** GOAL OF THE EXERCISE **
Gather every line below that contains the string "wire", treating uppercase and lowercase as different.
----
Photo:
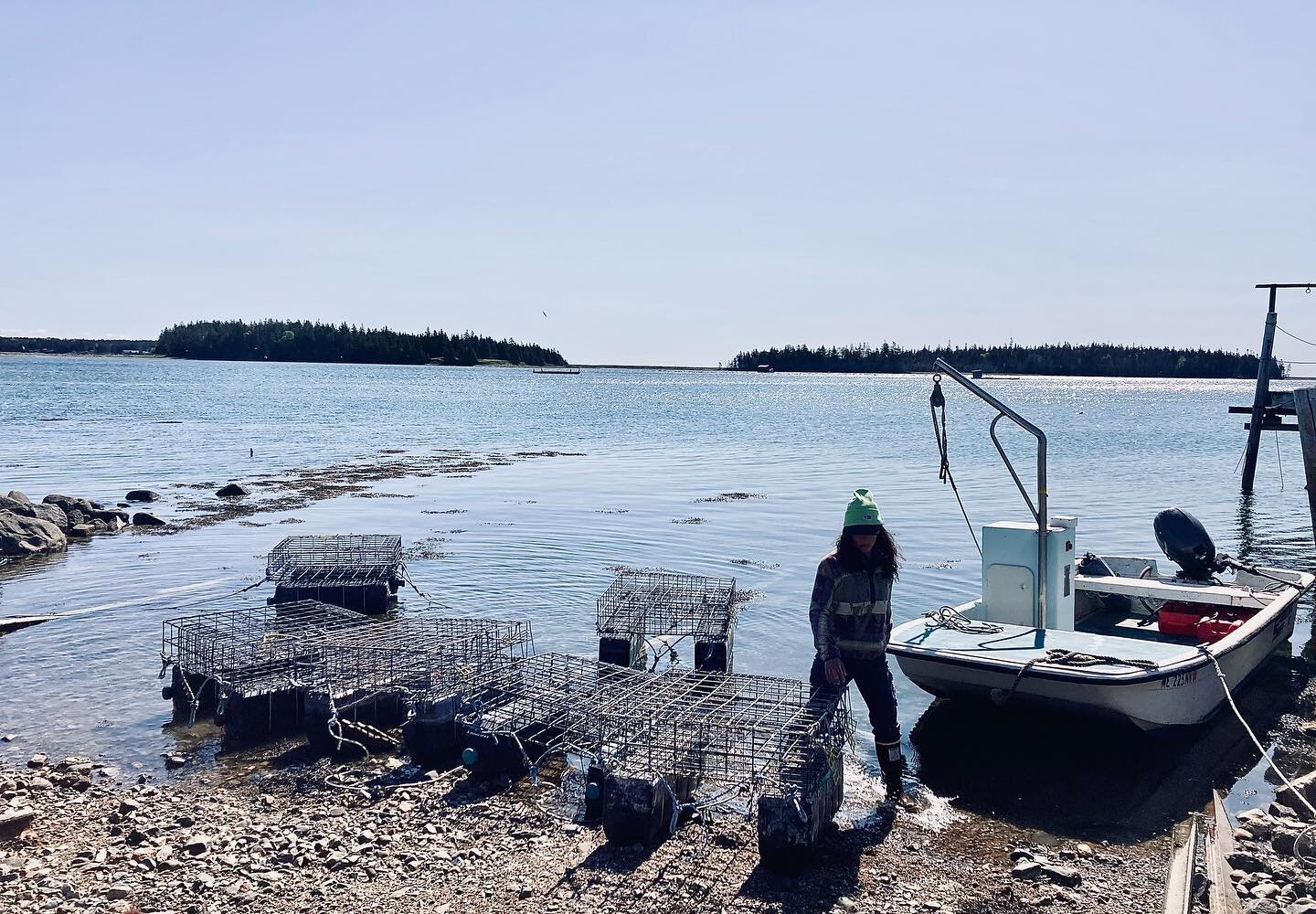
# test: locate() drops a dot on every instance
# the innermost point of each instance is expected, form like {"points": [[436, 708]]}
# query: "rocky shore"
{"points": [[1268, 869], [386, 836]]}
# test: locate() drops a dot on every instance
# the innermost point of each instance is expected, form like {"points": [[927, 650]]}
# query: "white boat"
{"points": [[1106, 636]]}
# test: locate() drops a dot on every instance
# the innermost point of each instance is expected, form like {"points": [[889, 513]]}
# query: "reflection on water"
{"points": [[536, 539]]}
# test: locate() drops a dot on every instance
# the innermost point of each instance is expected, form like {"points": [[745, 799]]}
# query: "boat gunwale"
{"points": [[1285, 600]]}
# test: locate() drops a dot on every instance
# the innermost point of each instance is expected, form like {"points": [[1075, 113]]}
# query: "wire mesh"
{"points": [[308, 561], [728, 729], [256, 642], [651, 603], [718, 729], [420, 657]]}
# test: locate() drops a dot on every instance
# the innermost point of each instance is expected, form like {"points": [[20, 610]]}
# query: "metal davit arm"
{"points": [[1037, 510]]}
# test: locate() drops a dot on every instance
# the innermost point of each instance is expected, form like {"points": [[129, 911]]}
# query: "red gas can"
{"points": [[1179, 618], [1214, 629]]}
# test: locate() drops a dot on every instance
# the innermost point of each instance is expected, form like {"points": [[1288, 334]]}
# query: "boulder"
{"points": [[51, 513], [70, 504], [27, 537]]}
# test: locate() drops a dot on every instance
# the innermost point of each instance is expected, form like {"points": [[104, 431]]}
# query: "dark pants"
{"points": [[873, 675]]}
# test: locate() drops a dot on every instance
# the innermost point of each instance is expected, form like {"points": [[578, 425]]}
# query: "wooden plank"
{"points": [[16, 622], [1178, 883], [1304, 400], [1207, 593], [1222, 896]]}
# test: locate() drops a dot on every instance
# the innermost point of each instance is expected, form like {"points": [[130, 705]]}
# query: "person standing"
{"points": [[850, 615]]}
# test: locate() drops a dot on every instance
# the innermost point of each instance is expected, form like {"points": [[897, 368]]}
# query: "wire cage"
{"points": [[253, 643], [640, 607], [419, 657], [553, 699], [328, 561], [756, 734]]}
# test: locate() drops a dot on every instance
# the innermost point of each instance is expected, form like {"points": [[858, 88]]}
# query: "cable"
{"points": [[939, 399], [1294, 336]]}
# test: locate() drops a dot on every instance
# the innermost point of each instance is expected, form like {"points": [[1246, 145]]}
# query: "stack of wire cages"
{"points": [[356, 572], [245, 664], [407, 674], [544, 714], [645, 749], [694, 740], [661, 609]]}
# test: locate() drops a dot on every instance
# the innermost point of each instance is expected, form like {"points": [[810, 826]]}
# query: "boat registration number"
{"points": [[1178, 680]]}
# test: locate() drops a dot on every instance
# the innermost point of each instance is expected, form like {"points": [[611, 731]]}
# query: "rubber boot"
{"points": [[891, 760]]}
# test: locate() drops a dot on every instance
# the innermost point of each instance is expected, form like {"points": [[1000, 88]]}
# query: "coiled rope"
{"points": [[948, 617], [1077, 659]]}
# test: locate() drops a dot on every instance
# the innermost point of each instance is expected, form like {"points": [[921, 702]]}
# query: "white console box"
{"points": [[1010, 573]]}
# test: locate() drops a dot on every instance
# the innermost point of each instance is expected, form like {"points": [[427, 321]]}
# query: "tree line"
{"points": [[313, 341], [72, 346], [1092, 358]]}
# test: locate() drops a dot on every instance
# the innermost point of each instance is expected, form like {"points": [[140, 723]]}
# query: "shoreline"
{"points": [[385, 836]]}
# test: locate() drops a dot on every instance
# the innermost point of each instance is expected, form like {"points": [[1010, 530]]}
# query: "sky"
{"points": [[663, 182]]}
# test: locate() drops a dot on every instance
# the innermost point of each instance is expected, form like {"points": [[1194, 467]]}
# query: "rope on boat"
{"points": [[948, 617], [1077, 659], [1306, 833]]}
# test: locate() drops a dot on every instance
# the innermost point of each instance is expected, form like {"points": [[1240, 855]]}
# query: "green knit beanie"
{"points": [[862, 511]]}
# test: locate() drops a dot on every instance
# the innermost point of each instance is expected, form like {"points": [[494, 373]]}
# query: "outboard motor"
{"points": [[1186, 543]]}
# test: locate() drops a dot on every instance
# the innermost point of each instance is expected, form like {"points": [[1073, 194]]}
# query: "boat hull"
{"points": [[1181, 695]]}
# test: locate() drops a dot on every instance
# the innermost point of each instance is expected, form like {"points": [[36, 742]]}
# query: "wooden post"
{"points": [[1304, 403], [1261, 399]]}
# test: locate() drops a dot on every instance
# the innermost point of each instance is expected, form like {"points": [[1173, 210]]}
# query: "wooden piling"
{"points": [[1304, 403], [1261, 399]]}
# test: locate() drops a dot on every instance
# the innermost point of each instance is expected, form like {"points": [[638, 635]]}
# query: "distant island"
{"points": [[45, 344], [1103, 360], [313, 341]]}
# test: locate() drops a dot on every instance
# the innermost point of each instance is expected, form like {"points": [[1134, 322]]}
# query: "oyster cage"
{"points": [[328, 561], [640, 607]]}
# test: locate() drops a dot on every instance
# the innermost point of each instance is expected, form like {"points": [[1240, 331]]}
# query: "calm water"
{"points": [[536, 537]]}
----
** FULL ANSWER **
# query: "wire mesh"
# query: "wire cage"
# query: "stack of wire cages"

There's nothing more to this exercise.